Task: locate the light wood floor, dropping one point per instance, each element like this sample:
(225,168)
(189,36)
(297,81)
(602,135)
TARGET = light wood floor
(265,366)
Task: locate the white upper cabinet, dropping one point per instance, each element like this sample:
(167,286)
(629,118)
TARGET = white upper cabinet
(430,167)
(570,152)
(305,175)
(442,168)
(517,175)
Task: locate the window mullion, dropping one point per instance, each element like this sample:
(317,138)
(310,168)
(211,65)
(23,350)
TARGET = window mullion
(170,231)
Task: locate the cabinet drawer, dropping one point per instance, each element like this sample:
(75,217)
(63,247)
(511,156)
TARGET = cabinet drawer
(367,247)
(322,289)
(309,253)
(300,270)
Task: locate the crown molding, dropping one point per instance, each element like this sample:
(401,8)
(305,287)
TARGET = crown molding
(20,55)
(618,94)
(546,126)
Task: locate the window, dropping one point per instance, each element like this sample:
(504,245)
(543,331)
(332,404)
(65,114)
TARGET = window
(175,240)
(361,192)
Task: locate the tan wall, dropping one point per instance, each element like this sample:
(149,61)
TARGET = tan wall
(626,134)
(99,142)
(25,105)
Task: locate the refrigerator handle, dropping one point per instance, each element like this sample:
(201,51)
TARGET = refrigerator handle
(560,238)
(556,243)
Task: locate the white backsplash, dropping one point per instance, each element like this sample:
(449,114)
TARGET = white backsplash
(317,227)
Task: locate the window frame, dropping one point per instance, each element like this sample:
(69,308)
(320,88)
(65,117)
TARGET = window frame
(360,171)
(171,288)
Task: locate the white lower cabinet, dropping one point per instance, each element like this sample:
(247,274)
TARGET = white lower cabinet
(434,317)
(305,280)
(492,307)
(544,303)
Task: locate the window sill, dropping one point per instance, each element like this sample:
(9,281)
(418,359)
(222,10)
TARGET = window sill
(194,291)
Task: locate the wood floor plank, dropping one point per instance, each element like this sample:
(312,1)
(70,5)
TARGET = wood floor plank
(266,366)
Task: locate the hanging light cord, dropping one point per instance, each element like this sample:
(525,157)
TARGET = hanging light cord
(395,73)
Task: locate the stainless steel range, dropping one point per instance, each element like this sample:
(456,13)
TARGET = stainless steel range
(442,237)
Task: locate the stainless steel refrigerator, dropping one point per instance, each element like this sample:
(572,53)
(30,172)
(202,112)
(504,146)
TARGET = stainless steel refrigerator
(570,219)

**Your goal:** What is needed is an exact copy of the lines from the one holding "TARGET = white lower cabinet" through the final line of the material.

**Answer below:**
TARGET = white lower cabinet
(434,317)
(305,280)
(492,307)
(544,303)
Task: locate the window sill, dropping one point per instance, each element like this sample:
(9,281)
(418,359)
(222,10)
TARGET = window sill
(194,291)
Task: locate the wood floor plank, dropping one point per instance, each element like this sample:
(312,1)
(70,5)
TARGET = wood floor plank
(266,366)
Task: locate the hanging light cord, dropping one point per instance, each element like this sample:
(525,157)
TARGET = hanging light cord
(395,73)
Task: locate the stainless steel range, dropping one point per instance, each element like this sample:
(456,13)
TARGET = stainless steel range
(442,237)
Task: locate the stainless steel refrigerator, dropping one point per instance, each element like this sample:
(572,53)
(30,172)
(202,112)
(504,146)
TARGET = stainless steel refrigerator
(570,219)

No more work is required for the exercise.